Give the material again in full, matching it exactly.

* Begin RAW DATA *

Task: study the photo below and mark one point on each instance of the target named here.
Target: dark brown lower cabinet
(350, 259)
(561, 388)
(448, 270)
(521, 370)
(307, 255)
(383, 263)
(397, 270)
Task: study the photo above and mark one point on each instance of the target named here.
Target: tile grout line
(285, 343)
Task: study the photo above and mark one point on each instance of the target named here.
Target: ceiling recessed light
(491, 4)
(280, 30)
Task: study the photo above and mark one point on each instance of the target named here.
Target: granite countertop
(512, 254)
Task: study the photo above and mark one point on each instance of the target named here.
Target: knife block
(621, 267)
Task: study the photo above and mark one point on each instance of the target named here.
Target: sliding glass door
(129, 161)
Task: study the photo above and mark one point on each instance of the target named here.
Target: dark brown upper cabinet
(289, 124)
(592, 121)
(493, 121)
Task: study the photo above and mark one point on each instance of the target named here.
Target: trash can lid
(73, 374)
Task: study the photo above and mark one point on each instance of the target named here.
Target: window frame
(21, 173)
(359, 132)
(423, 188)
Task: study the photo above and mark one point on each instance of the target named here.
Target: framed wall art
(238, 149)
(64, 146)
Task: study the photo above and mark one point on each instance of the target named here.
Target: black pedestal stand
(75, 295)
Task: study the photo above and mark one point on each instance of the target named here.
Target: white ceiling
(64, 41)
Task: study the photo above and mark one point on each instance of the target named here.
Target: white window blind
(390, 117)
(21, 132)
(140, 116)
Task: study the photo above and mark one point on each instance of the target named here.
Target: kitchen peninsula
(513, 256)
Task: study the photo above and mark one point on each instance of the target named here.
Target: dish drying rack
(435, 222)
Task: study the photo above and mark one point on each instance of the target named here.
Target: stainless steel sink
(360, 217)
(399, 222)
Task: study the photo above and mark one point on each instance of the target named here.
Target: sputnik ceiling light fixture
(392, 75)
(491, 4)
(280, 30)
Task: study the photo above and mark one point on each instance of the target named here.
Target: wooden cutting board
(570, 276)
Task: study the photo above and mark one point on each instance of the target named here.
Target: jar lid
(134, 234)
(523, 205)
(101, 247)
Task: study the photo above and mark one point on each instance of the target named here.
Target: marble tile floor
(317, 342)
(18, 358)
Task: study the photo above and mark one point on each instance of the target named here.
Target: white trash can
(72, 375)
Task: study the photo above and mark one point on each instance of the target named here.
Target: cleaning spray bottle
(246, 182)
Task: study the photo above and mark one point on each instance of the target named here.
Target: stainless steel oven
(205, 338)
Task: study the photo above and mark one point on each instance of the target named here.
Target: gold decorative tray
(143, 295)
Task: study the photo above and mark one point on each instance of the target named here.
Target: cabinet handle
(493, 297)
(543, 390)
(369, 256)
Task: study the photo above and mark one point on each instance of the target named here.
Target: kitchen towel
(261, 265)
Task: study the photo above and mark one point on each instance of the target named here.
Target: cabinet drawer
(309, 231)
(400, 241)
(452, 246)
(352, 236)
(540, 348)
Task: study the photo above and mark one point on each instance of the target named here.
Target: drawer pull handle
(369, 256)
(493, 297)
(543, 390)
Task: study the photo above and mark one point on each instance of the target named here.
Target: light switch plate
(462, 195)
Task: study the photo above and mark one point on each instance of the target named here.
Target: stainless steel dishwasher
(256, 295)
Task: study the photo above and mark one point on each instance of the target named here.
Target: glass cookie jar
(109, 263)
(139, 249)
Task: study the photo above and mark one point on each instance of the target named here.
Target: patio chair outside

* End RAW DATA *

* _ANSWER FOR THE TASK_:
Task: study the photo below and mark one point on each instance of the target named here.
Target: dark brown lower cabinet
(350, 259)
(561, 388)
(448, 270)
(521, 370)
(307, 255)
(383, 263)
(397, 270)
Task: study the photo above and mark one point on each instance of the target named here.
Target: tile grout line
(285, 343)
Task: study the photo above and mark one point on each instance of the target named here.
Target: ceiling recessed light
(491, 4)
(280, 30)
Task: study the photo above and mark one point on each instance of the target named here.
Target: granite countertop
(512, 254)
Task: study the photo above and mark one point on each instance of the target named here.
Target: knife block
(621, 267)
Task: study the photo above and mark one point on each instance of the target named here.
Target: sliding glass door
(129, 161)
Task: study the photo above and mark one point on each instance of the target named here.
Target: dark brown upper cabinet
(289, 124)
(592, 121)
(493, 121)
Task: study the photo above and mark one point on each instance of the target named here.
Target: trash can lid
(73, 374)
Task: study the photo above and mark one point on each instance of the target named here.
Target: window frame
(21, 173)
(359, 132)
(423, 188)
Task: study the photo above and mark one point on each instance of the target named here.
Target: framed wall art
(238, 149)
(64, 146)
Task: study the photo above and mark one point on each instance of the target named here.
Target: black pedestal stand
(75, 295)
Task: study the photo above and mark one point on each instance of the target named here.
Target: white ceiling
(64, 41)
Task: study the photo above and mark one point on each instance of the target named here.
Target: white window blind
(390, 117)
(21, 132)
(140, 116)
Task: study the photo above and mark one point on each instance of the target named here.
Target: kitchen peninsula
(513, 256)
Task: study the photo above and mark one point on each instance of the target named here.
Target: dish drying rack
(435, 222)
Task: study the photo above and mark one point on each instance of the target named here.
Target: stainless steel sink
(360, 217)
(399, 222)
Task: study the photo above and mark one point on each instance of the target named here.
Target: sputnik ceiling light fixture
(392, 75)
(491, 4)
(280, 30)
Task: study the photo above and mark one point on each instance of the target named here.
Target: wooden cutting board
(570, 276)
Task: study the photo above and mark one point on each instance of the target named here.
Target: jar lid
(134, 234)
(523, 205)
(101, 247)
Task: study the photo above and mark one point on each instance of the target named here.
Target: marble tile floor
(317, 342)
(18, 358)
Task: study the photo above and mark one point on each instance of the target named here.
Target: white trash can
(72, 375)
Task: study the photo above and mark one point on each instance of the target named here.
Target: cleaning spray bottle
(246, 182)
Task: study the photo above and mark one point on each instance of the target named here.
Target: stainless steel oven
(205, 338)
Task: study the photo above and mark one point on each instance of the target named here.
Target: gold decorative tray
(143, 295)
Task: study the photo above and mark one point on each instance of the target named here.
Target: cabinet handle
(493, 297)
(543, 390)
(369, 256)
Task: study the photo above and mark one point on each instance of the target named here.
Target: kitchen towel
(261, 265)
Task: study the photo above and mark one point on each instance of the target named here.
Target: cabinet drawer
(309, 231)
(400, 241)
(452, 246)
(352, 236)
(540, 348)
Task: study the photo above and mark one point on each instance of the target named here.
Target: drawer pull handle
(369, 256)
(493, 297)
(543, 390)
Task: study the photo above and mark one point on each instance of the target named here.
Target: light switch plate
(462, 195)
Task: study the photo above and mark one point on each instance of the target named here.
Target: stainless steel dishwasher
(256, 295)
Task: study the photo above and mark one point on each instance of the target named here.
Target: glass cookie jar
(109, 263)
(139, 249)
Task: study the photo above and mark one point on each instance of the target named here.
Target: patio chair outside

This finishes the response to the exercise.